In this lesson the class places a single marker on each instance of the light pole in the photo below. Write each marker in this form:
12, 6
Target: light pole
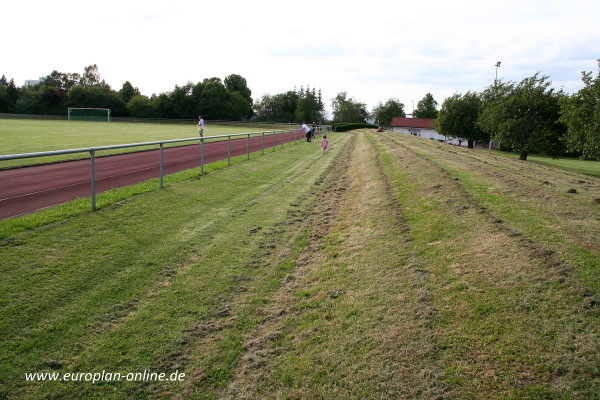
497, 66
495, 83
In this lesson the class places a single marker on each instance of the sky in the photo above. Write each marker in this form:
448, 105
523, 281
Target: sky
373, 50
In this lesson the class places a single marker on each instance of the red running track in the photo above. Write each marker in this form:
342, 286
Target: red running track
28, 189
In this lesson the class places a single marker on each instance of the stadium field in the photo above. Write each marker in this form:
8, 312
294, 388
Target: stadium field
32, 136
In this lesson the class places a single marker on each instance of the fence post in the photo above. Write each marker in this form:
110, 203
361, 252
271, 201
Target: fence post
93, 177
202, 156
162, 146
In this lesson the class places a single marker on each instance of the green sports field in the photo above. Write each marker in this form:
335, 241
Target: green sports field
32, 136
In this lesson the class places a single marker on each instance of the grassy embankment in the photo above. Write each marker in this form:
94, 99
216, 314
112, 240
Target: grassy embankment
393, 267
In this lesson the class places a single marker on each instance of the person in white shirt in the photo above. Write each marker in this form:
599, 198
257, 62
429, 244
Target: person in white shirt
201, 126
307, 130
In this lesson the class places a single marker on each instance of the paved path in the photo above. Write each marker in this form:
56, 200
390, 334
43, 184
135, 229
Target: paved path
28, 189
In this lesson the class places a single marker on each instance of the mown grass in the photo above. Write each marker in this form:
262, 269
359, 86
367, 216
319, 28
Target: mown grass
389, 268
509, 310
570, 164
140, 284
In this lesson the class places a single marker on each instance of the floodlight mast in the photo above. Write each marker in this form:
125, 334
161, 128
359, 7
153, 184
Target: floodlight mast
495, 83
70, 116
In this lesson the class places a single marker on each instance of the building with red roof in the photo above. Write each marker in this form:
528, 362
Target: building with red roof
422, 127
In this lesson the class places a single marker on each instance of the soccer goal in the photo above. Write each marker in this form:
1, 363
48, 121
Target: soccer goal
89, 114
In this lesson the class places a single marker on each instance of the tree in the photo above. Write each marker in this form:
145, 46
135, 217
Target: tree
214, 100
128, 91
277, 108
62, 81
348, 109
523, 116
426, 107
140, 106
237, 86
91, 77
309, 106
96, 97
384, 113
458, 118
9, 95
581, 115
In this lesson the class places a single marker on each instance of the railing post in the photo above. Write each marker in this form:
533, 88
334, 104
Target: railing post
162, 147
93, 177
202, 156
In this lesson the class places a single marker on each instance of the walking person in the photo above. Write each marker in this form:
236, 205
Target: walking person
307, 130
201, 126
324, 143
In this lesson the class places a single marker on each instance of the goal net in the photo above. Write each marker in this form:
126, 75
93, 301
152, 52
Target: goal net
89, 114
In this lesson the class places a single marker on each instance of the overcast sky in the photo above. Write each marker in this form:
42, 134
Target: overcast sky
373, 49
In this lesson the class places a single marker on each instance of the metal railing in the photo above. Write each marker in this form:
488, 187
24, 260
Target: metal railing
297, 134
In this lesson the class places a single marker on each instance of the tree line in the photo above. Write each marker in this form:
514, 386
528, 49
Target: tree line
216, 99
528, 117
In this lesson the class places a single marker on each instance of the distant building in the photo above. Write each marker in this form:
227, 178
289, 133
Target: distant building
422, 127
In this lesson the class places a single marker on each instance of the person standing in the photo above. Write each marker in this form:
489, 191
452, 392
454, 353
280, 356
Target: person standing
307, 130
200, 126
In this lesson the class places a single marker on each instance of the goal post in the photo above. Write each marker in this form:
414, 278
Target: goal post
89, 114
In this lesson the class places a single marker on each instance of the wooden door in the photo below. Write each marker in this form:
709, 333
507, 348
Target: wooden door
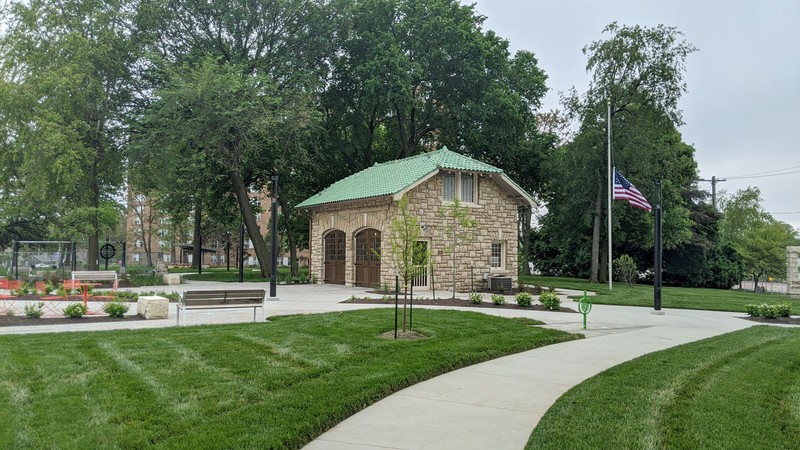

++++++++++++++++++++

■ Action item ■
A faithful, complete copy of the records above is required, one that contains no pictures.

■ Your solution ■
In this lesson the class places a single marker on each instance of the light pole in the photo below. Write each marker in this form:
12, 6
Target: light pole
497, 66
495, 83
In this lesson the class places a single marker on each instance of the sky in the photo above. Write each marker in this form:
448, 105
523, 281
Target: sky
373, 50
In this lesson the class places a single marker on each instance of the red running track in the photo above. Write each marker in this form:
342, 286
Target: red running track
28, 189
In this lesson the class places a single marker on each instance of the stadium field in the photo above. Write each marker in this form:
8, 312
294, 388
Target: stadium field
32, 136
In this lesson the class places a single marker on each instance of the fence post in the photo above. Write each marker in this form:
110, 203
361, 252
271, 201
Target: fence post
93, 177
202, 156
162, 146
In this lesson the class places a single marker on each instance of the green sports field in the photo above. Write each marker in this form:
335, 241
Target: green sports field
32, 136
In this lesson the class places a single marker on each instance of the grassy embankment in the photo above. Write each marker in this form:
94, 99
216, 314
112, 240
Target: grassy embankment
393, 267
In this lesson the class places a single marker on each instance of the person in white shirt in the photo above. Write each marker in this form:
599, 198
257, 62
429, 244
Target: person in white shirt
201, 126
307, 130
In this lesson the class places a single marker on each instance of the paved path in the photo above. Write each marker in this form:
56, 200
390, 334
43, 184
135, 229
Target: paved path
28, 189
In this lesson the class places a single marker on each instance of the mown grass in the photo above. Write each marker in this form:
262, 269
359, 86
367, 216
319, 28
Target: mown grass
389, 268
509, 310
570, 164
140, 284
In this lesson the class places a single marker on each instance of the floodlight mast in the photo above. Write each marker in this form:
125, 334
161, 128
359, 7
153, 184
Target: floodlight mast
495, 83
70, 116
In this lesson the class places a single marker on each instance of the building with red roof in the photo above. Write each marker in this form:
528, 362
Target: building with red roof
422, 127
In this lesson the class places a single marker on each instance of the soccer goal in the photo above. Write each marker in this form:
1, 363
48, 121
Target: soccer goal
89, 114
In this lesson the class places a single marker on each instance of the tree in the photo above. Write each marker in this form:
145, 46
135, 217
Target: tree
214, 100
128, 91
277, 108
62, 81
348, 109
523, 116
426, 107
140, 106
237, 86
91, 77
309, 106
96, 97
384, 113
458, 118
9, 95
581, 115
In this lesson the class places a single marker on each instance of the railing post in the photo above. Write each marker in this form:
533, 88
334, 104
Target: railing post
162, 147
93, 177
202, 156
In this lesson the class places a single marker on each instance of the walking person in the photo above. Write each marker in this form:
236, 205
Target: walking person
307, 130
201, 126
324, 143
In this lesson the class places a single marker on each instance of the goal net in the photo above. Write each marker in this form:
126, 75
93, 301
152, 52
Target: goal net
89, 114
In this lesson the class places a single marker on each instance of the overcast sky in the photo above. Write each marker in this form:
42, 134
Target: overcast sky
373, 49
In this lesson the class places a single marker on each instance of the metal railing in the photo above. Write each marker in this form:
488, 187
24, 260
Target: metal railing
297, 134
In this lesson the class places a single marker on each instance of the tree line in the photo above. Write each marker in this form:
514, 386
528, 49
Target: tree line
216, 99
528, 117
In this lesson the class places a single marker on each instance of the distant building in the photo above. Write each marker in this form:
227, 178
289, 133
Target: distant building
422, 127
In this lesson the class places a single marker on each instance of the person standing in the photo above. Write each marker in this form:
489, 191
452, 392
454, 353
280, 356
Target: person standing
307, 130
200, 126
In this lesson the class places a single marker on each instance of the goal post in the photo above. Write each marker in this form:
414, 278
Target: goal post
89, 114
In this lesson the class places a single marker on each instance of the wooden door in the photo below. Write each marker in this form:
709, 333
507, 348
Target: wooden door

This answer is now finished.